== TEXT PASSAGE ==

England will go in search of their first Grand Slam since 2003 when they take on France on Saturday, writes CRAIG LEWIS.
France vs England
Eddie Jones was trumpeted as England rugby’s saviour when he left the Stormers to instead succeed coach Stuart Lancaster after an unsuccessful World Cup campaign.
A few months later and England already have the Six Nations trophy in the bag with one round remaining, having comfortably accounted for Scotland, Italy, Ireland and Wales on their way to the title.
Playing a pragmatic, disciplined, physical and undeniably efficient brand of rugby, England were crowned worthy champs when Scotland pulled off an impressive win over France last weekend, ending the slim title hopes Les Bleus may have harboured.
England are undoubtedly deserving Six Nations winners, but it must be said that expected title rivals Ireland, France and Wales have been far from their best. It’s led to what has been a rather underwhelming Six Nations competition, but the Red Rose brigade will hardly care.
They’ve achieved every pre-season objective in reclaiming the Six Nations for the first time since 2011 and re-establishing themselves as a force on the world rugby stage.
Now it’s all about finishing in style, and there’s simply nothing to suggest they should come unstuck against a French side that was comprehensively outplayed by the Scots last weekend.
France still have plenty to play for, though, with a third-place finish quite possibly up for grabs, which would be a satisfactory return in the context of seasons gone by.
However, England will be fired up as ever for the final match of the Six Nations in Paris, with a victory set to serve as the perfect repost after the disappointments of last year’s World Cup campaign at home.
France – 15 Scott Spedding, 14 Wesley Fofana, 13 Gaël Fickou, 12 Maxime Mermoz, 11 Virimi Vakatawa, 10 François Trinh-Duc, 9 Maxime Machenaud, 8 Loann Goujon, 7 Bernard le Roux, 6 Damien Chouly, 5 Yoann Maestri, 4 Alexandre Flanquart, 3 Rabah Slimani, 2 Guilhem Guirado (c), 1 Jefferson Poirot.
Subs: 16 Camille Chat, 17 Uini Atonio, 18 Xavier Chiocci, 19 Paul Jedrasiak, 20 Wenceslas Lauret, 21 Sébastien Bézy, 22 Jules Plisson, Maxime Médard.
England – 15 Mike Brown, 14 Anthony Watson, 13 Jonathan Joseph, 12 Owen Farrell, 11 Jack Nowell, 10 George Ford, 9 Danny Care, 8 Billy Vunipola, 7 James Haskell, 6 Chris Robshaw, 5 George Kruis, 4 Maro Itoje, 3 Dan Cole, 2 Dylan Hartley (c), 1 Mako Vunipola.
Subs: 16 Luke Cowan-Dickie, 17 Joe Marler, 18 Kieran Brookes, 19 Joe Launchbury, 20 Jack Clifford, 21 Ben Youngs, 22 Manu Tuilagi, 23 Elliot Daly.

===
== DATASET EXTRACT ==

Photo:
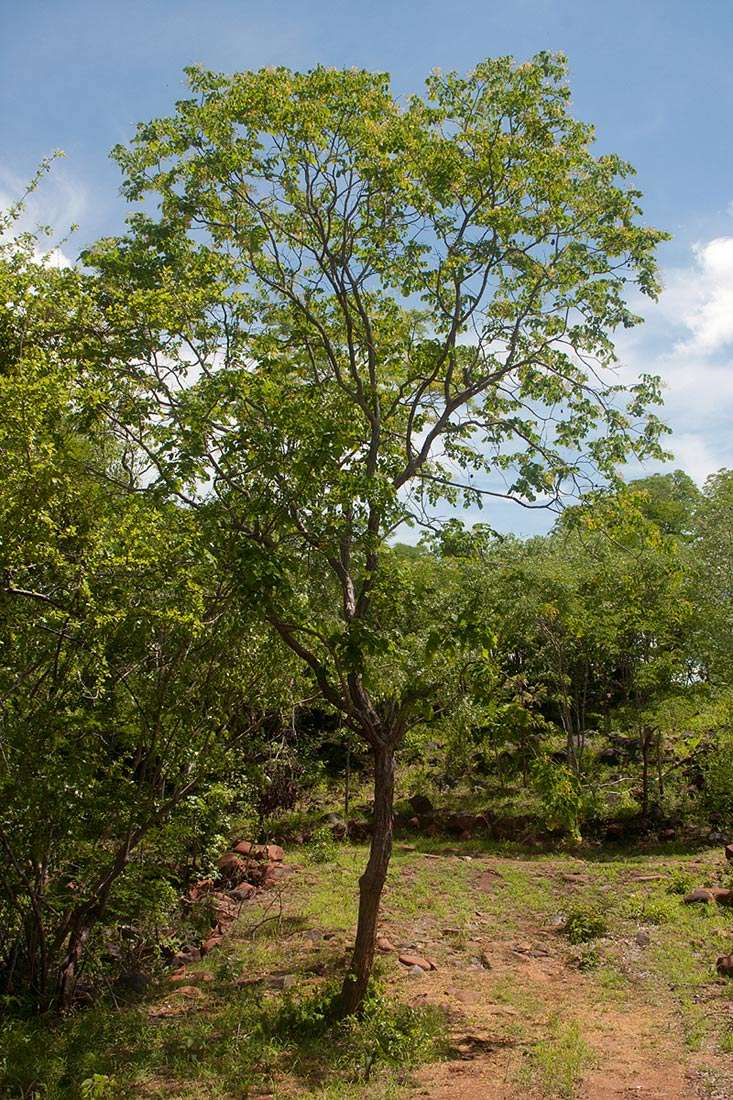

===

#### [WORK TO DO]
1) Check each statement against the France vs England preview and mark it yes or no, quoting the words of the preview that decide it. (a) England beat Wales on their way to the title. (b) Eddie Jones came to England from the Stormers. (c) England's last Six Nations title before this one came in 2009.
2) According to the France vs England preview, who captains the French side?
3) Carry the France vs England preview on past its final line.
The data plays no part in this work.

#### [TASK ANSWERS]
1) (a) Yes: "having comfortably accounted for Scotland, Italy, Ireland and Wales on their way to the title." (b) Yes: "when he left the Stormers to instead succeed coach Stuart Lancaster." (c) No: "reclaiming the Six Nations for the first time since 2011."

2) Guilhem Guirado.

3)
Ireland vs Scotland
Ireland finally secured their first win of the Six Nations last weekend, proving to be far too strong for Italy. Coach Joe Schmidt selected an experienced team for that clash, and reaped the rewards as Ireland romped to a 58-15 victory.
The 2014 and 2015 Six Nations champs will be desperate to finish this campaign with another win to earn some form of redemption, and perhaps even sneak up to a third-place finish, but Scotland won’t go down without a fight.
The Scots have been superb this season, and after breaking their nine-match Six Nations losing streak, they’ve now won back-to-back games.
Scotland have lost a couple of players to injury this week, including influential flyhalf Finn Russell, but they will still be full of confidence as they head into what should be a highly competitive clash.
Ireland – 15 Simon Zebo, 14 Andrew Trimble, 13 Jared Payne, 12 Robbie Henshaw, 11 Keith Earls, 10 Jonathan Sexton, 9 Conor Murray, 8 Jamie Heaslip, 7 Tommy O'Donnell, 6 CJ Stander, 5 Devin Toner, 4 Donnacha Ryan, 3 Mike Ross, 2 Rory Best (c), 1 Jack McGrath.
Subs: 16 Richardt Strauss, 17 Cian Healy, 18 Nathan White, 19 Ultan Dillane, 20 Rhys Ruddock, 21 Eoin Reddan, 22 Ian Madigan, 23 Fergus McFadden.
Scotland – 15 Stuart Hogg, 14 Tommy Seymour, 13 Duncan Taylor, 12 Alex Dunbar, 11 Tim Visser, 10 Duncan Weir, 9 Greig Laidlaw (c), 8 Ryan Wilson, 7 John Hardie, 6 John Barclay, 5 Tim Swinson, 4 Richie Gray, 3 Willem Nel, 2 Ross Ford, 1 Alasdair Dickinson.
Subs: 16 Stuart McInally, 17 Rory Sutherland, 18 Moray Low, 19 Rob Harley, 20 Josh Strauss, 21 Henry Pyrgos, 22 Pete Horne, 23 Sean Lamont.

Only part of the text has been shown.